» **DATA SECTION**:
--- start ---

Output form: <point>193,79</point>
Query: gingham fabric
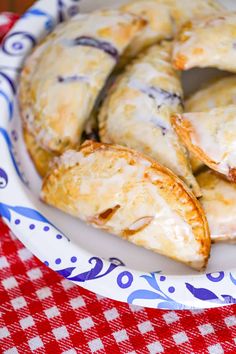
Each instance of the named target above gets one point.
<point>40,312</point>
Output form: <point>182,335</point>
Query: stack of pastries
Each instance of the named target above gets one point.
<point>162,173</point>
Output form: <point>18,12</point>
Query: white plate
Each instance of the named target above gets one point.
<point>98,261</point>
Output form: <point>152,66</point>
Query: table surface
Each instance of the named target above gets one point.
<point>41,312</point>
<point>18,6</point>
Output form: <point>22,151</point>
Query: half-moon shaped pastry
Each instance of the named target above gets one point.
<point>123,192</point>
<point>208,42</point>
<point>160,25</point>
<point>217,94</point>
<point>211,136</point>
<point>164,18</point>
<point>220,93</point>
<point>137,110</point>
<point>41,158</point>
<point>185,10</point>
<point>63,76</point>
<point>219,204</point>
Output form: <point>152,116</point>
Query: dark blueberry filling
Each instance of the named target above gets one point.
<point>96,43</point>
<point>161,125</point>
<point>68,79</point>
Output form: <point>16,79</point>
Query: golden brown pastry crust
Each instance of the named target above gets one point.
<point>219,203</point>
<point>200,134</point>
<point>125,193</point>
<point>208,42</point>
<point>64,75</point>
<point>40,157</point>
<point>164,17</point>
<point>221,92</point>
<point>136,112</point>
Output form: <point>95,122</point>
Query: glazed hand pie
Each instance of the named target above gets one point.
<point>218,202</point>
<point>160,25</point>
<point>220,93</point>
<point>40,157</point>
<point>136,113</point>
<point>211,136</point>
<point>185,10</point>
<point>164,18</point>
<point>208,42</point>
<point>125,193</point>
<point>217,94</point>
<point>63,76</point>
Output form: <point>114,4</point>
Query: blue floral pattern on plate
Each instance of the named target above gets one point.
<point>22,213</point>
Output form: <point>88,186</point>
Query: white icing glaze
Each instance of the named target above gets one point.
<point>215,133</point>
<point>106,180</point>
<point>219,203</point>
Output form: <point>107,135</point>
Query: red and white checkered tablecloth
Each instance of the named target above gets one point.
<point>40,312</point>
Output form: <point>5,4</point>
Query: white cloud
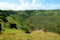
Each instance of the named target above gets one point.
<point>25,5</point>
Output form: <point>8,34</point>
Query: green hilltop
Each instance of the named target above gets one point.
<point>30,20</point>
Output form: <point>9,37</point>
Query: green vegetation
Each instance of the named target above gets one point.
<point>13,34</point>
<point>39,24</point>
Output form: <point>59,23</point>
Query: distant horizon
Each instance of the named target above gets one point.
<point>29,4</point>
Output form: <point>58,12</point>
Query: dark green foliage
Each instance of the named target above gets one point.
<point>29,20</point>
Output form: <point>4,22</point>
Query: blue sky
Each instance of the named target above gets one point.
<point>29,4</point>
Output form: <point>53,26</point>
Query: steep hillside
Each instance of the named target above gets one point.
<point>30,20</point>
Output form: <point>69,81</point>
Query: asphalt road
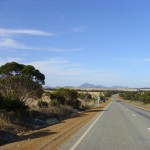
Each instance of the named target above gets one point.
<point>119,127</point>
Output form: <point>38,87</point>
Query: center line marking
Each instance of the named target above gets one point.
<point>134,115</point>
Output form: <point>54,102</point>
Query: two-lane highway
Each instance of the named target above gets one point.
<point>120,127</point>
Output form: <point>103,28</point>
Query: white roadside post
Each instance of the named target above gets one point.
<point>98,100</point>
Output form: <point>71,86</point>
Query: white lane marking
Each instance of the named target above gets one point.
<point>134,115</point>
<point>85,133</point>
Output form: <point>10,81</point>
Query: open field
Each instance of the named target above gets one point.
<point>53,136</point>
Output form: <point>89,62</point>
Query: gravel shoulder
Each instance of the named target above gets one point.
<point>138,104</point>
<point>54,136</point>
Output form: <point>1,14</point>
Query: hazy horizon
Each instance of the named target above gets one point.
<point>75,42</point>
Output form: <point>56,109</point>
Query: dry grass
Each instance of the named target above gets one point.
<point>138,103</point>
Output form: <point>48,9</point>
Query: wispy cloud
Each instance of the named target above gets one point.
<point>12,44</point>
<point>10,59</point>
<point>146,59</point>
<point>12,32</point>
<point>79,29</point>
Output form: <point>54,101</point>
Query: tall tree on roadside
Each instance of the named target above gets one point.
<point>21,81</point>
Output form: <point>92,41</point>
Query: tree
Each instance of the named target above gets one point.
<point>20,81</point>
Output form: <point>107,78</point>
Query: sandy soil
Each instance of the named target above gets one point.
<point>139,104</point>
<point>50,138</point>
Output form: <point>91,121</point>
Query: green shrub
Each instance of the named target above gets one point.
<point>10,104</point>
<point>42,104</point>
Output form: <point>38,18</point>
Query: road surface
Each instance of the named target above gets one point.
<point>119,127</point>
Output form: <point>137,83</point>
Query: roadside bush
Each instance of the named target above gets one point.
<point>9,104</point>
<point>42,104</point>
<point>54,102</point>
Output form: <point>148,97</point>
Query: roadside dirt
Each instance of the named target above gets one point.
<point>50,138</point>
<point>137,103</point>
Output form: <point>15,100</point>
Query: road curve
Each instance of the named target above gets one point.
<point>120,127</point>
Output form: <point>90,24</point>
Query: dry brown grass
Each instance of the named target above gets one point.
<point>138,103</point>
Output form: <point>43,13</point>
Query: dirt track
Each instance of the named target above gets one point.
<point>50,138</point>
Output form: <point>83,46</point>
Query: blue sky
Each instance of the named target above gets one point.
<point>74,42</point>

--- end ---
--- start ---

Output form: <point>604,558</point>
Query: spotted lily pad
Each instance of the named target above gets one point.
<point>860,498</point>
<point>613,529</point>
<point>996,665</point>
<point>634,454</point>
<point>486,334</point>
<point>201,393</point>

--- end ---

» **TASK INSTRUCTIONS**: Put the lines of the listing above into a numbered list, starting at the line that has "Output form: <point>193,79</point>" and stopping after the line that has "<point>219,204</point>". Skip any blank lines and leave the pictures out.

» **SOLUTION FOR THIS TASK**:
1. Output form: <point>193,79</point>
2. Query: gingham fabric
3. Each instance of the named target above gets one point.
4. <point>40,312</point>
5. Output form: <point>182,335</point>
6. Query: stack of pastries
7. Each instance of the named target above gets one point.
8. <point>162,173</point>
9. Output form: <point>18,12</point>
10. Query: white plate
11. Each instance of the named target above gets one point.
12. <point>98,261</point>
13. Output form: <point>152,66</point>
14. Query: table surface
15. Each instance of the named target above gets one point.
16. <point>41,312</point>
17. <point>18,6</point>
18. Output form: <point>22,151</point>
19. Query: half-moon shaped pastry
20. Each instance of the named target above gets one point.
21. <point>123,192</point>
22. <point>208,42</point>
23. <point>160,25</point>
24. <point>217,94</point>
25. <point>211,136</point>
26. <point>164,18</point>
27. <point>220,93</point>
28. <point>137,110</point>
29. <point>41,158</point>
30. <point>185,10</point>
31. <point>63,76</point>
32. <point>219,204</point>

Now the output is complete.